**EXERCISE GOAL**
Give the data back exactly as it stands.

(Data entries)
Content starts

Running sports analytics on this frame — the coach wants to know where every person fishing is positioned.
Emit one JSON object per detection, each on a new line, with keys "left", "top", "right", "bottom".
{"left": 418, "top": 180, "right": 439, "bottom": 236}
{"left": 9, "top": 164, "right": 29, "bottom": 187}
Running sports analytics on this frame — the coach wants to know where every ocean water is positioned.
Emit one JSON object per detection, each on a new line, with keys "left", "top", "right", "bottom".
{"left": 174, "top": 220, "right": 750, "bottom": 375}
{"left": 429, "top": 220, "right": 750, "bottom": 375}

Content ends

**EXERCISE RESPONSE**
Running sports analytics on this frame — the coach wants to know where every person fishing is positioned.
Emit one JSON object per detection, each on a new line, with keys "left", "top", "right", "bottom".
{"left": 418, "top": 180, "right": 439, "bottom": 236}
{"left": 9, "top": 164, "right": 29, "bottom": 187}
Running sports analytics on this frame — the coach wants to know where every ocean water is positioned.
Emit one JSON object per detection, each on a new line, with keys "left", "top", "right", "bottom".
{"left": 174, "top": 220, "right": 750, "bottom": 375}
{"left": 429, "top": 220, "right": 750, "bottom": 375}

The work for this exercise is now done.